#### [Challenges]
(1) In the source text on ratios, what is the divisor in a ratio called?
(2) List every step that the source text on ratios gives for calculating the ratio of two quantities.

#### [Source text]
— start —
What is Ratio?

What is Ratio? | The Complete SAT Course - Class 10 PDF Download

Ratio

Ratio, in math, is a term that is used to compare two or more numbers. It is used to indicate how big or small a quantity is when compared to another. In a ratio, two quantities are compared using division. Here the dividend is called the 'antecedent' and the divisor is called the 'consequent'. For example, in a group of 30 people, 17 of them prefer to walk in the morning and 13 of them prefer to cycle. To represent this information as a ratio, we write it as 17: 13. Here, the symbol ': ' is read as "is to". So, the ratio of people who prefer walking to the people who prefer cycling is read as '17 is to 13'.

What is Ratio?

The ratio is defined as the comparison of two quantities of the same units that indicates how much of one quantity is present in the other quantity. Ratios can be classified into two types. One is part to part ratio and the other is part to whole ratio. The part-to-part ratio denotes how two distinct entities or groups are related. For example, the ratio of boys to girls in a class is 12: 15, whereas, the part-to-whole ratio denotes the relationship between a specific group to a whole. For example, out of every 10 people, 5 of them like to read books. Therefore, the part to the whole ratio is 5: 10, which means every 5 people from 10 people like to read books.

Ratio Formula

We use the ratio formula while comparing the relationship between two numbers or quantities. The general form of representing a ratio of between two quantities say 'a' and 'b' is a: b, which is read as 'a is to b'.

The fraction form that represents this ratio is a/b. To further simplify a ratio, we follow the same procedure that we use for simplifying a fraction. a:b = a/b. Let us understand this with an example.

Example: In a class of 50 students, 23 are girls and the remaining are boys. Find the ratio of the number of boys to the number of girls.
Total number of students = 50; Number of girls = 23.

Total number of boys = Total number of students - Total number of girls = 50 - 23 = 27
Therefore, the desired ratio is, (Number of boys: Number of girls), which is 27 : 23.

Calculation of Ratios

In order to calculate the ratio of two quantities, we can use the following steps. Let us understand this with an example. For example, if 15 cups of flour and 20 cups of sugar are needed to make fluffy pancakes, let us calculate the ratio of flour and sugar used in the recipe.

• Step 1: Find the quantities of both the scenarios for which we are determining the ratio. In this case, it is 15 and 20.
• Step 2: Write it in the fraction form a/b. So, we write it as 15/20.
• Step 3: Simplify the fraction further, if possible. The simplified fraction will give the final ratio. Here, 15/20 can be simplified to 3/4.
• Step 4: Therefore, the ratio of flour to sugar can be expressed as 3: 4.

How to Simplify Ratios?
— end —
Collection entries
— start —
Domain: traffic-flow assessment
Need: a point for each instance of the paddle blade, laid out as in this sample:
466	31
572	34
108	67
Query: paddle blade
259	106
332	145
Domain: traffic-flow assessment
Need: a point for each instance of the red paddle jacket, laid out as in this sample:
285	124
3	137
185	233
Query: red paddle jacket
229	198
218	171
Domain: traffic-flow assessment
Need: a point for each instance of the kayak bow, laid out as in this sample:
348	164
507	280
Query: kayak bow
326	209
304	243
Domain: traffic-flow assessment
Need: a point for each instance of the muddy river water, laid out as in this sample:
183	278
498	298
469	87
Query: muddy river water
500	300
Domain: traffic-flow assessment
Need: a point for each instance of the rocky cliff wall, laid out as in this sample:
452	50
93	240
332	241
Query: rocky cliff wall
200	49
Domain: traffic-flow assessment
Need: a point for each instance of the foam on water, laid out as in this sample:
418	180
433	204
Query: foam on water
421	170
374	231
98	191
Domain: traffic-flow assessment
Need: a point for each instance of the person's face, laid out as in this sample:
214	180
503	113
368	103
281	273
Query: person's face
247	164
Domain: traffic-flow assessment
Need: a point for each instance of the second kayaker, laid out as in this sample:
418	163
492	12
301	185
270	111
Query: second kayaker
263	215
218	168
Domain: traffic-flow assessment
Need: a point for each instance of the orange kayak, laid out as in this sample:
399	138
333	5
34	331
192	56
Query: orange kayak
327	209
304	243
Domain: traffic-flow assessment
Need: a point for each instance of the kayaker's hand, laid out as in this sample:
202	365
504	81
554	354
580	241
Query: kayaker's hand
— end —
#### [Task responses]
(1) The consequent.

(2)
1. Find the quantities of both the scenarios for which the ratio is being determined.
2. Write it in the fraction form a/b.
3. Simplify the fraction further, if possible; the simplified fraction gives the final ratio.
4. Express the result as a ratio, such as 3: 4.